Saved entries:
- - - -

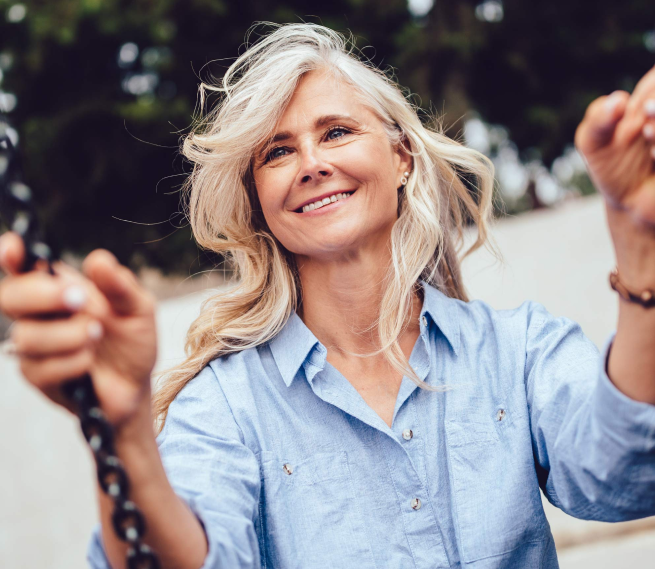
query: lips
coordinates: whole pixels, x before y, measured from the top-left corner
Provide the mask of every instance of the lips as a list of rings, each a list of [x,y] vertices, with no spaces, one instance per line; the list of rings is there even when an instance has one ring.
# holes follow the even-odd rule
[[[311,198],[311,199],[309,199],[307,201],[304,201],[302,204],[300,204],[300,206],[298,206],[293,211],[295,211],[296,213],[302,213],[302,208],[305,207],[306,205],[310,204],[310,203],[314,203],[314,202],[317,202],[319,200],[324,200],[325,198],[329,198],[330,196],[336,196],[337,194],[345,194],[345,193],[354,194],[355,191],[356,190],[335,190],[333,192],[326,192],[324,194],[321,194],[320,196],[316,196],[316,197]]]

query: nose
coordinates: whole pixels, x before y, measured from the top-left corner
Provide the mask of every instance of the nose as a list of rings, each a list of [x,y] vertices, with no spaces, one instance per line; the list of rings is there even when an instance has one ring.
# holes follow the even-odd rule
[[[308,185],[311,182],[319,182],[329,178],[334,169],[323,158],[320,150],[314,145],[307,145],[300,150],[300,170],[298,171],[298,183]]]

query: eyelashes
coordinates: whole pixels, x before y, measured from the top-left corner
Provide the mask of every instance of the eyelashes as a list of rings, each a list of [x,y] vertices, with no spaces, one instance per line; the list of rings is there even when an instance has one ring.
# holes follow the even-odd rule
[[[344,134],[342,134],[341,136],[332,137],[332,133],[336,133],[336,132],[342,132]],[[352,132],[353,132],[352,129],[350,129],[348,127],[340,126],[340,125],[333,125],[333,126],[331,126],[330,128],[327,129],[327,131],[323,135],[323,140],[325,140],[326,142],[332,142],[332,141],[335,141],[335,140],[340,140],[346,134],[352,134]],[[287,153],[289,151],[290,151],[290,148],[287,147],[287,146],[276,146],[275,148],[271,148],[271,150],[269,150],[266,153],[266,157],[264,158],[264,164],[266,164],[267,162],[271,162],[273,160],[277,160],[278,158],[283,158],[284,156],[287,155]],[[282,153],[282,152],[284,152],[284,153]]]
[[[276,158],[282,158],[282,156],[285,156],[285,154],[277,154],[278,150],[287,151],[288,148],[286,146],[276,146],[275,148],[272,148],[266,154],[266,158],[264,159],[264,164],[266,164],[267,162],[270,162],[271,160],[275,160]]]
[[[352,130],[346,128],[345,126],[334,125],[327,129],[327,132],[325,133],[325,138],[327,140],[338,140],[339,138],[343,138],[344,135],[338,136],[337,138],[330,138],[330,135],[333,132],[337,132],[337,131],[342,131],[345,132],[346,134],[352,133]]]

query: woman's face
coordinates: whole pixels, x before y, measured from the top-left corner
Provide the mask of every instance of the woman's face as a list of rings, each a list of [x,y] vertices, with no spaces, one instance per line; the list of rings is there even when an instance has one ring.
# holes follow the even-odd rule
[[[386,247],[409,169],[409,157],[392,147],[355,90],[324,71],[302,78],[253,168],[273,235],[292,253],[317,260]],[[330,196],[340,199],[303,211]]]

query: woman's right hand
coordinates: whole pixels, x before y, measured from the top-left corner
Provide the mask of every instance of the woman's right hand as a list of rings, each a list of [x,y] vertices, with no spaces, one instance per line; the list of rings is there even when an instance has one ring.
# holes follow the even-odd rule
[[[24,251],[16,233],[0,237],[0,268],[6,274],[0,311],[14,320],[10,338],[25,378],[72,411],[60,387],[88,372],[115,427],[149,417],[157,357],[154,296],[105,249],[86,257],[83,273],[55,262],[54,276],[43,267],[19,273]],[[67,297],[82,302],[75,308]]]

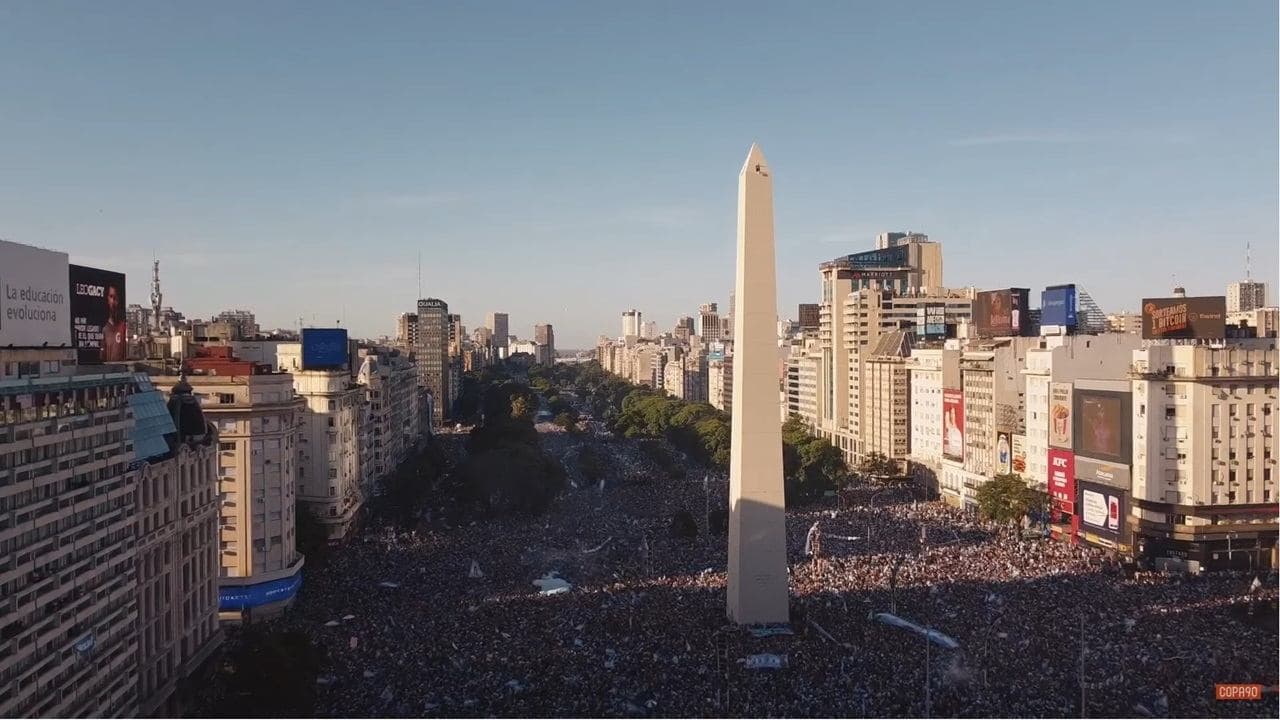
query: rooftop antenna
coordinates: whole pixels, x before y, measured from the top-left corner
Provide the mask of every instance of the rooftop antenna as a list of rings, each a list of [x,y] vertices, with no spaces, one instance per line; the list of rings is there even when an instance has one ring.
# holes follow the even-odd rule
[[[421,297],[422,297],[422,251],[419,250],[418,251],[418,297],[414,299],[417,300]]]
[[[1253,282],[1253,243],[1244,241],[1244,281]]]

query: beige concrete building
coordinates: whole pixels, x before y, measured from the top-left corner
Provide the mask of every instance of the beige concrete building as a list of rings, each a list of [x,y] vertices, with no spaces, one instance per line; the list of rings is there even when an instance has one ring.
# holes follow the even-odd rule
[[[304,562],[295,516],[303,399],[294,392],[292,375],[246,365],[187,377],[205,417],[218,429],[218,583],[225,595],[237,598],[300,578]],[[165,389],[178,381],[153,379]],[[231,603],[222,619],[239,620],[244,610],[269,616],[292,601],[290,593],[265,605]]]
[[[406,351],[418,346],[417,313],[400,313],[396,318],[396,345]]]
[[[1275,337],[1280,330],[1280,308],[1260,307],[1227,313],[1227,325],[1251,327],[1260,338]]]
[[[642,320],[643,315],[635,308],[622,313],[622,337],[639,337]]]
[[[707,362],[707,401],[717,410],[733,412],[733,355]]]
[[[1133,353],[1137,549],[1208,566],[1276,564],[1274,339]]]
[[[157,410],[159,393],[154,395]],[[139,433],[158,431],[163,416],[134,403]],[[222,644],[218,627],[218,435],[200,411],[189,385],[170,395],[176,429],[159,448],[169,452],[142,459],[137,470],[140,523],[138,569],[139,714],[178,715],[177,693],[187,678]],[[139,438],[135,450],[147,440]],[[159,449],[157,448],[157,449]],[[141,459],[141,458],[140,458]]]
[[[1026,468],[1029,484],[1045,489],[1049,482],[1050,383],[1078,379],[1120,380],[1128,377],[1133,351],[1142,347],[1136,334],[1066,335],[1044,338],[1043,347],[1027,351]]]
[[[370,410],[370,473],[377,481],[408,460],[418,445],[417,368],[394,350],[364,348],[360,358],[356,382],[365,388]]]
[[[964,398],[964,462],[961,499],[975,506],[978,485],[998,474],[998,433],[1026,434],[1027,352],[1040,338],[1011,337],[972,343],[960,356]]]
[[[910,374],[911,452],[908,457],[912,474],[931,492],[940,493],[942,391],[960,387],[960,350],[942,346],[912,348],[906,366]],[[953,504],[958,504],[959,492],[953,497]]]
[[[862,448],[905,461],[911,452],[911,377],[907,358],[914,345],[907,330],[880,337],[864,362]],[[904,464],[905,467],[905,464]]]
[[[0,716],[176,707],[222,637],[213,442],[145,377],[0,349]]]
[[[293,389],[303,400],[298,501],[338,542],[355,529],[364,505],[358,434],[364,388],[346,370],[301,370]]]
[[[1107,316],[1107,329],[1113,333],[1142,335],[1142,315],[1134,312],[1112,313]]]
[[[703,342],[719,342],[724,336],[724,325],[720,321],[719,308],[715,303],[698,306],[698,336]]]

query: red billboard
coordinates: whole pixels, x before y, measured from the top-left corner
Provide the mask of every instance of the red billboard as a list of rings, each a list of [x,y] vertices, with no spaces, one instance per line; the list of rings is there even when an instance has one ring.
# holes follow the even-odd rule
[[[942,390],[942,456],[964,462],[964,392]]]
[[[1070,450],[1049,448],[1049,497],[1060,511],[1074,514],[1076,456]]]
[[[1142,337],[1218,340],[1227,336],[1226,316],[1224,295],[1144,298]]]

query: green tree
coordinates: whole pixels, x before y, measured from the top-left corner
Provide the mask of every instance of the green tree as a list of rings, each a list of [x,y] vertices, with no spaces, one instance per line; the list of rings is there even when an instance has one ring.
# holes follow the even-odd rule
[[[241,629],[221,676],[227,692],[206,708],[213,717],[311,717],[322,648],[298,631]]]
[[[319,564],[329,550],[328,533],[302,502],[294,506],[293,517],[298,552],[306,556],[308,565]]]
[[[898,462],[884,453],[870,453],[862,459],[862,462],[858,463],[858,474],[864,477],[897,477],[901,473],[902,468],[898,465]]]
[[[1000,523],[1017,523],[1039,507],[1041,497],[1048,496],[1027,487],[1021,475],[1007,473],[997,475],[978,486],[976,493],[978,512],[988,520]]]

- - - -

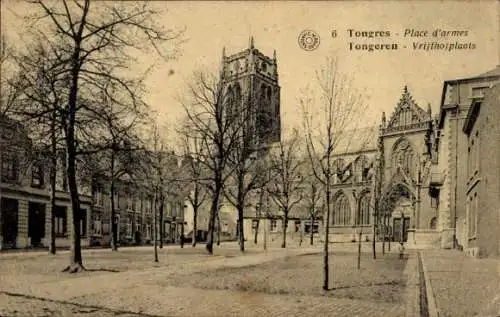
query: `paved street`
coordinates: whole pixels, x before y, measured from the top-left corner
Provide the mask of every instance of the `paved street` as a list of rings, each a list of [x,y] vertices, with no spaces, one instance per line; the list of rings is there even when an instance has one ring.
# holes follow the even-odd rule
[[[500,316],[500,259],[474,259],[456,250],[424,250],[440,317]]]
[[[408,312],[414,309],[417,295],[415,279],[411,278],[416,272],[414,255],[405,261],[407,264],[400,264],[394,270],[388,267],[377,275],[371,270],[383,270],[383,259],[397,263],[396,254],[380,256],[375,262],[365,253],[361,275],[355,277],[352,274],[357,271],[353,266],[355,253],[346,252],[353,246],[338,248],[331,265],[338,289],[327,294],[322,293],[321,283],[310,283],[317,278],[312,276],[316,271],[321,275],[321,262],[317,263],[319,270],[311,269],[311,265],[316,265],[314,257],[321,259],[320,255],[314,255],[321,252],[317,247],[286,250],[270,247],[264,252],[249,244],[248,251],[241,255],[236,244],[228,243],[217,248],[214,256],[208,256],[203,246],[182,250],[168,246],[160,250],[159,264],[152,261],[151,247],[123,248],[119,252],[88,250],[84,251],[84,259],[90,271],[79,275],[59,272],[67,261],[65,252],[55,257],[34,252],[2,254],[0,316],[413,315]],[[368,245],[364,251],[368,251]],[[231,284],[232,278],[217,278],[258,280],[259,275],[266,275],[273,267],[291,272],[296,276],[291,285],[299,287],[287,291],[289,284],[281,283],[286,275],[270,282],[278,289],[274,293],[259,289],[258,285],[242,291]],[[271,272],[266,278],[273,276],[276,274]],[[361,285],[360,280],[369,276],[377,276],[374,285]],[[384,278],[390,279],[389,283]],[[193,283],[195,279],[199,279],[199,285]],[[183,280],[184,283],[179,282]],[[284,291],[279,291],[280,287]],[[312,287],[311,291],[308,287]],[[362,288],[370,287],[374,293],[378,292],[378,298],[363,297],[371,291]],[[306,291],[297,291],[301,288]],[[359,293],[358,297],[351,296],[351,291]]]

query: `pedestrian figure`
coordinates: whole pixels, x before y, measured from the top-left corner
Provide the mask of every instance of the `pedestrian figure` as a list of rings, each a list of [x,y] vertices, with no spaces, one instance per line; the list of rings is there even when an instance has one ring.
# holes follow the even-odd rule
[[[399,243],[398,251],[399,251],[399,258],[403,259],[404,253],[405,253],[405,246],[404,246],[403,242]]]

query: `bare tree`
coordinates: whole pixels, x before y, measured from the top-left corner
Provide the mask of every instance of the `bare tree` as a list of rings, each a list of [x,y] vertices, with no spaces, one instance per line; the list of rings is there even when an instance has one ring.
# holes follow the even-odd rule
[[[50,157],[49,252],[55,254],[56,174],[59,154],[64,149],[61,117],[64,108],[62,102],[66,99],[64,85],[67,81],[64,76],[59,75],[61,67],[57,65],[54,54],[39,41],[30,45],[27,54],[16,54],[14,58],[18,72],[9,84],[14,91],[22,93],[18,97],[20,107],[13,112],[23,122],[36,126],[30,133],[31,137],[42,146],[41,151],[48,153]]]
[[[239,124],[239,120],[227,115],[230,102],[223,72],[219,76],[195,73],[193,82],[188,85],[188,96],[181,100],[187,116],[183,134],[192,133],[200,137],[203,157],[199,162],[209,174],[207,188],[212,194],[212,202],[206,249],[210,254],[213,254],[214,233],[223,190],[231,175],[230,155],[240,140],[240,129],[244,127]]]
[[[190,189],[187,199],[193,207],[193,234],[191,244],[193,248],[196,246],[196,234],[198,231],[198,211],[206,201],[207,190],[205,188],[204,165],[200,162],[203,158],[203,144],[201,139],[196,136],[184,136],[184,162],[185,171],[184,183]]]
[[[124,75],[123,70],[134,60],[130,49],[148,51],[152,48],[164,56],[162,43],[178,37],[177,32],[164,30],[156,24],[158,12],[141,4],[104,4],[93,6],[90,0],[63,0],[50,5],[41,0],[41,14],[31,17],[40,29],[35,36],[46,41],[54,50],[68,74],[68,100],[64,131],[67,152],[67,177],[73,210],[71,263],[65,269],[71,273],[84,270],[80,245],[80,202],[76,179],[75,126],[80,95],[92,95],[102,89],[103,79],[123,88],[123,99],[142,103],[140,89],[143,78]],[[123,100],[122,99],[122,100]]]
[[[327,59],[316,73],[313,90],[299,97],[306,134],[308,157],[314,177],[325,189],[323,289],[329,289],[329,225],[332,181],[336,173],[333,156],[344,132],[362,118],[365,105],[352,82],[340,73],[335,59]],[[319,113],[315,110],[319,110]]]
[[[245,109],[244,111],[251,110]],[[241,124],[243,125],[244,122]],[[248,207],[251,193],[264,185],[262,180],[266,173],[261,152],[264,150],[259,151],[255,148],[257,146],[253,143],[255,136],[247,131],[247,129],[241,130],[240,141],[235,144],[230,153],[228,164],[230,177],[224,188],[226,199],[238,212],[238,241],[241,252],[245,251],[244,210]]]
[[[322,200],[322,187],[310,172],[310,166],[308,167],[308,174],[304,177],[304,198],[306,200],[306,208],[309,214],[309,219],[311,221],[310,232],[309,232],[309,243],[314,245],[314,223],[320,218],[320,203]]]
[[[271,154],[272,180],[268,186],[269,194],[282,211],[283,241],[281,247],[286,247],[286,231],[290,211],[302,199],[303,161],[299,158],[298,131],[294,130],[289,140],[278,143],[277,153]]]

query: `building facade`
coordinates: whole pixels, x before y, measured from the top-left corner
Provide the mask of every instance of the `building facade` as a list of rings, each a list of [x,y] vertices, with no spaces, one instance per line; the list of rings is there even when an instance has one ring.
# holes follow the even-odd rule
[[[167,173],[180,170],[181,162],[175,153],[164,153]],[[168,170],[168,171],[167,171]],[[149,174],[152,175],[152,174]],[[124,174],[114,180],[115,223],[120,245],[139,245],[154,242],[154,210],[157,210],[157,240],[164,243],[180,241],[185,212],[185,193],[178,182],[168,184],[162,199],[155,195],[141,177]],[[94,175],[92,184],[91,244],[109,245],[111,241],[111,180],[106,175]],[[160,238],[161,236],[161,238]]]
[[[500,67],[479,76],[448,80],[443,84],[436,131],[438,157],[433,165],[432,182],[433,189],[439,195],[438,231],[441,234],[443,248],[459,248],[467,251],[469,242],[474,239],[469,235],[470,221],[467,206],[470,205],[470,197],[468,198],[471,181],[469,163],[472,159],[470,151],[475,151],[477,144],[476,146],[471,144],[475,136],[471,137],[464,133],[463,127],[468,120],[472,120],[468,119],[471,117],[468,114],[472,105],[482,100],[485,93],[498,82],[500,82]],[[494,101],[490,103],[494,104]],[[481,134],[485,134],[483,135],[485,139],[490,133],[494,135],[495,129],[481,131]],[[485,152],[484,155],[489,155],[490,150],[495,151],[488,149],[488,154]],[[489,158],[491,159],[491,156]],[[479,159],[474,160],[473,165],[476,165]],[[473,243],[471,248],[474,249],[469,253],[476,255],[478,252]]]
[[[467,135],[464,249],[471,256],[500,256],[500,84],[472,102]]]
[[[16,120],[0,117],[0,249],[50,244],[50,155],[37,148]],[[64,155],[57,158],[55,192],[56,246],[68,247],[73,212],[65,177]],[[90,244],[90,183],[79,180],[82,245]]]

- - - -

Filter the records above down to the lines containing "antenna".

query: rooftop antenna
Provide the mask of every instance of the rooftop antenna as a list of rings, each a list of [x,y] vertices, with no spaces, one instance per line; the list of rings is there even when an instance has one ring.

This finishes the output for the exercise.